*Tasks*:
1 > From the commentary on conservatives and Mitt Romney, reproduce the stretch from "Howard Kurtz has" through "prototypical rich Republican." word for word.
2 > List every year that the commentary on conservatives and Mitt Romney mentions.

*Document passage*:
Howard Kurtz has a smart piece out about the sad angst of conservative pundits who have to settle for Mitt Romney. Mitt Romney! This is my favorite part:
Ingraham says that “he obviously needs to be able to answer my questions if he’s going to take on the Obama machine” and that for conservatives “it starts to feel like a classic relationship problem—we don’t understand each other.” The same could be said of Rush Limbaugh, who has played golf with the candidate but tells listeners, “Romney is not a conservative… He comes across as the prototypical rich Republican.
Funny, but I don’t think this is nearly as fragrant as the trash talked at John McCain, when he was wrapping up the nomination in 2008. (Let it never be forgotten that McCain had a much easier time, with 22 states voting at the start of February, giving nobody else the room to find more delegates.) It’s symptomatic. Conservatives simply didn’t exert the control of the process that they thought they’d earned in 2010. Two reasons:
1) The takeover in 2010 wasn’t as complete as they thought. Marco Rubio’s a good case study. He defined himself, and let the media define him, as the “Tea Party” challenger to Charlie Crist. This was easy; from the anti-stimulus, anti-Obama perspective, Crist was an abysmal candidate. But there was no deep reasoning behind this. Rubio was an establishment Florida Republican who was very smart about branding. In power, he did nothing to stop the rise of Mitt Romney; eventually he endorsed him. Jim DeMint did nothing to stop Romney, whom he’d endorsed in 2007.

*Source information*:
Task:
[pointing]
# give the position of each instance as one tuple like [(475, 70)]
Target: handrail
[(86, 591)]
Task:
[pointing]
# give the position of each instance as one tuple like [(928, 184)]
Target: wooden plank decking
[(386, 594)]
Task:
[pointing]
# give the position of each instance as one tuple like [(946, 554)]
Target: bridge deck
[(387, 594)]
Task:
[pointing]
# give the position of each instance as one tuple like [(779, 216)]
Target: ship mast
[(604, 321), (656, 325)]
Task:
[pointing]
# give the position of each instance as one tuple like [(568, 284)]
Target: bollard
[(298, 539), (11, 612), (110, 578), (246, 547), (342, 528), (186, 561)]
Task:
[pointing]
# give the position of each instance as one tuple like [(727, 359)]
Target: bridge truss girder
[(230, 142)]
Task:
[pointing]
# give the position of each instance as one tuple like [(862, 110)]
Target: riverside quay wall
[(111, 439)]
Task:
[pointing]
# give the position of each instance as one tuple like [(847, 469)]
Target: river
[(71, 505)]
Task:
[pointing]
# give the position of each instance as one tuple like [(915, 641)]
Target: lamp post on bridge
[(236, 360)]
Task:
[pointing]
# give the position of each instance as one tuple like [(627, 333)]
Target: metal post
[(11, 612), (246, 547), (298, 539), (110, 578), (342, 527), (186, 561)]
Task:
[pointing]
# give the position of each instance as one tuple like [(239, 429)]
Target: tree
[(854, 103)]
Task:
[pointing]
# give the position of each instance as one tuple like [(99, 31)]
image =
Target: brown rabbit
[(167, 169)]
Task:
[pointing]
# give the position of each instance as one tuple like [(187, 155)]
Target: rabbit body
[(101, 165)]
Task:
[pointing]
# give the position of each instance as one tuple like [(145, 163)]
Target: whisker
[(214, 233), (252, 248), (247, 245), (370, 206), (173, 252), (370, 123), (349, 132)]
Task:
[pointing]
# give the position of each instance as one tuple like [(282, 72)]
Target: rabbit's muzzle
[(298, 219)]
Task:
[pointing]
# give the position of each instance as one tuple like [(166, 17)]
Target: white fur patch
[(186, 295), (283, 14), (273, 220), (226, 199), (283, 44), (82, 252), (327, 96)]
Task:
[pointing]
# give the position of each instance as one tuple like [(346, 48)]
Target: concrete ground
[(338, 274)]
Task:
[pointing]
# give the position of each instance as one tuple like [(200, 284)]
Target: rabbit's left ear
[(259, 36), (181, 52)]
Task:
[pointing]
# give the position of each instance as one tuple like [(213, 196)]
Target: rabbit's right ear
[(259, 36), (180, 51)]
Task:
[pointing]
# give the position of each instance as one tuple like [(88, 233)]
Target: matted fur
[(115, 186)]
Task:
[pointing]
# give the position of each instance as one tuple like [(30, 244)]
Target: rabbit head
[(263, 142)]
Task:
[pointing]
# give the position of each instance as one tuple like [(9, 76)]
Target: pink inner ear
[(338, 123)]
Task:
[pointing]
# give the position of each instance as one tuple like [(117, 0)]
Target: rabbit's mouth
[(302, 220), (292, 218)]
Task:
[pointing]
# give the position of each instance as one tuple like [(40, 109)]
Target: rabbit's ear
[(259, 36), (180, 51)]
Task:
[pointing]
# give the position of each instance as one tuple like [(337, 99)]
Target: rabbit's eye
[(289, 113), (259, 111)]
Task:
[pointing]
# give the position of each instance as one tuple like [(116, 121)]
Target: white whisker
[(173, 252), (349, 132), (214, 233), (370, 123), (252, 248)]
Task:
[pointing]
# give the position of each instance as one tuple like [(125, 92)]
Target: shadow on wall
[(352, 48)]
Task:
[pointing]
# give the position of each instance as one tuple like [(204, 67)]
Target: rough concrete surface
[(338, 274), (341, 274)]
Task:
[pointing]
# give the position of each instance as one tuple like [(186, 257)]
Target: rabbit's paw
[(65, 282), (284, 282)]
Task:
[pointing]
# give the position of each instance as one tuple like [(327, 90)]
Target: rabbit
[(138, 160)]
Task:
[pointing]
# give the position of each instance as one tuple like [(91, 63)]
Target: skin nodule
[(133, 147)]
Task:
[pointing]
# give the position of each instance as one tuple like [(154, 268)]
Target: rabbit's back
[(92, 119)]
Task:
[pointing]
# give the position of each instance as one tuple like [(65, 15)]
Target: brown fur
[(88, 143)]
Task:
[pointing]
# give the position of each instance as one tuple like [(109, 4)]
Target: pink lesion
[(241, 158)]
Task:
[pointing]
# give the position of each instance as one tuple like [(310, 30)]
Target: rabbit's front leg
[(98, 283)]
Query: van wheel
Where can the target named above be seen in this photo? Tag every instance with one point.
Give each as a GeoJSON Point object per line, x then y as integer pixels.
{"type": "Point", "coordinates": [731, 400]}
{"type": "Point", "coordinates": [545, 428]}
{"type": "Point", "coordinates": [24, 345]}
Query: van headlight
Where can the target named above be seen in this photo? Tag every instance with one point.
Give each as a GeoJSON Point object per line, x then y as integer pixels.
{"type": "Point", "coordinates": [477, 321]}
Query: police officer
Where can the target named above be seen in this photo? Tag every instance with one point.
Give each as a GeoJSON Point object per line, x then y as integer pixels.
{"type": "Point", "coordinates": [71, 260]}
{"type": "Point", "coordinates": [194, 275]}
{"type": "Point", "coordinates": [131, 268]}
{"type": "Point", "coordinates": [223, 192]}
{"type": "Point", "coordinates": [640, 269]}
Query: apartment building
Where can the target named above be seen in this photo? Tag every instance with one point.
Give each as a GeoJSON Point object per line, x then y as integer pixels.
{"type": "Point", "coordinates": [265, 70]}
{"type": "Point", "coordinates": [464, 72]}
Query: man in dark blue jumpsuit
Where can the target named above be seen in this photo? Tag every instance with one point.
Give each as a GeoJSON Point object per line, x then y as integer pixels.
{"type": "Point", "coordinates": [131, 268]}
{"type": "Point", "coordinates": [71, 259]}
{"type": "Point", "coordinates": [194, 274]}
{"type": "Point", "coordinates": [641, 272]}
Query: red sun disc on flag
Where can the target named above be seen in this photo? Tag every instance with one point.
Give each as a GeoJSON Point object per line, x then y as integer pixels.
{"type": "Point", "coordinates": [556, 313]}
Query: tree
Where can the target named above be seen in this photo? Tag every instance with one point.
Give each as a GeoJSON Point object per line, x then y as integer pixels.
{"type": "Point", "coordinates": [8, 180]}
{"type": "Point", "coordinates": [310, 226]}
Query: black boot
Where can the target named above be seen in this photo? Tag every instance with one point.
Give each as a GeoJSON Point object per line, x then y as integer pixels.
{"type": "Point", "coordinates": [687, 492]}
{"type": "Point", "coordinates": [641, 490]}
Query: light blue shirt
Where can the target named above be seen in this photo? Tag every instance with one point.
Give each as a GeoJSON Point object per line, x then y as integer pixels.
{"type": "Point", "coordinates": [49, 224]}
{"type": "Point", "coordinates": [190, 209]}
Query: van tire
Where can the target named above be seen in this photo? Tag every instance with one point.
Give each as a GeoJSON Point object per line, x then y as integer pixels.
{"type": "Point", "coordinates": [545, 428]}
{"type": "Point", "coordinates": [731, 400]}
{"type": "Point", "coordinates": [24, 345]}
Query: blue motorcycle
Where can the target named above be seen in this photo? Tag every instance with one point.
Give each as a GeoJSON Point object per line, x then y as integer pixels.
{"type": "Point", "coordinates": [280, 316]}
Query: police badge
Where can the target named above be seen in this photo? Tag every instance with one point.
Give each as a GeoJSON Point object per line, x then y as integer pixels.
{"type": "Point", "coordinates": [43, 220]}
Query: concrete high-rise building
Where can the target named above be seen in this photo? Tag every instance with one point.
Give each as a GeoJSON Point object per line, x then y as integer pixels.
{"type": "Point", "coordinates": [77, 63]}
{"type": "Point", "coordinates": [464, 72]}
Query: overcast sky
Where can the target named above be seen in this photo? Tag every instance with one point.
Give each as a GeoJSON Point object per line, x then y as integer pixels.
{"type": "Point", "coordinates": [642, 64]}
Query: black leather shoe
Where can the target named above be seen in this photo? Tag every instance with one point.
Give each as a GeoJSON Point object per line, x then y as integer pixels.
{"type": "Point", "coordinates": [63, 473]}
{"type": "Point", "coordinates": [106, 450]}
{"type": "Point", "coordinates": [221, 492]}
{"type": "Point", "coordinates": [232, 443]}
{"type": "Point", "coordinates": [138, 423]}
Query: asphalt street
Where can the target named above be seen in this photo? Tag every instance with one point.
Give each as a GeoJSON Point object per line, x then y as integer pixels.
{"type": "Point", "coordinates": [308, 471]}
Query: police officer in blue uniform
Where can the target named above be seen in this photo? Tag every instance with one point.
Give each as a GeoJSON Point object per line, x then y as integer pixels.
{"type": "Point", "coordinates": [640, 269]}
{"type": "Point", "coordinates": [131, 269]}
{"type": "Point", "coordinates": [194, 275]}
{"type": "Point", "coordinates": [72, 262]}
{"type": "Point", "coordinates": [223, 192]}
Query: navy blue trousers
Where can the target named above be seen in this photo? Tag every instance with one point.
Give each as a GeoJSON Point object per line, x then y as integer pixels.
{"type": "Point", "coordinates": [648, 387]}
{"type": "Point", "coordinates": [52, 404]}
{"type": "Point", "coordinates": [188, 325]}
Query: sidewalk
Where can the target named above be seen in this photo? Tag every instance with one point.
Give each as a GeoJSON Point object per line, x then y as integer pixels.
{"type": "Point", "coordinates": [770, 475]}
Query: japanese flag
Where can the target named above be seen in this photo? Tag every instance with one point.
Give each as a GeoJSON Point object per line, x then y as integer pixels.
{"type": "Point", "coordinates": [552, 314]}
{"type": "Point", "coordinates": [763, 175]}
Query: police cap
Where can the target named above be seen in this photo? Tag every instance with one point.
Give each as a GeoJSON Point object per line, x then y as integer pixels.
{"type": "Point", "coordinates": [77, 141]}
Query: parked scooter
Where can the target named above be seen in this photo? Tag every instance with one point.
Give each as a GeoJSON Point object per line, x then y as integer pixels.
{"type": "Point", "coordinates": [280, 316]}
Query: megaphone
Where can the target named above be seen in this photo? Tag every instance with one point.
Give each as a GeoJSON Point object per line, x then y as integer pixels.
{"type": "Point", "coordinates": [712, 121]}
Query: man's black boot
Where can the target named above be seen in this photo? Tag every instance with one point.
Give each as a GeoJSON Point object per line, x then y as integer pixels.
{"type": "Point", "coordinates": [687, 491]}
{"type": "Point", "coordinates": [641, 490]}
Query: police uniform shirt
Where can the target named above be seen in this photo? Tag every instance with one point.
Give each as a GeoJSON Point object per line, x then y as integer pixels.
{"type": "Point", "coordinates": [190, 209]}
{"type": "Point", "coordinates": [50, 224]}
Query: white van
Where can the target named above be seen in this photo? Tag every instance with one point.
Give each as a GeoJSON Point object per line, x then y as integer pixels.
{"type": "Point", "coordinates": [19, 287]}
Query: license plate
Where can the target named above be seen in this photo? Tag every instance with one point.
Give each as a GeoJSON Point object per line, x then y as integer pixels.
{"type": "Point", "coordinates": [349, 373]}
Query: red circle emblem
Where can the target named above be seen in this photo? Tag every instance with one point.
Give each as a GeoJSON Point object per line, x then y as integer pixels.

*Results for each task*:
1 >
Howard Kurtz has a smart piece out about the sad angst of conservative pundits who have to settle for Mitt Romney. Mitt Romney! This is my favorite part:
Ingraham says that “he obviously needs to be able to answer my questions if he’s going to take on the Obama machine” and that for conservatives “it starts to feel like a classic relationship problem—we don’t understand each other.” The same could be said of Rush Limbaugh, who has played golf with the candidate but tells listeners, “Romney is not a conservative… He comes across as the prototypical rich Republican.

2 > 2008, 2010, 2007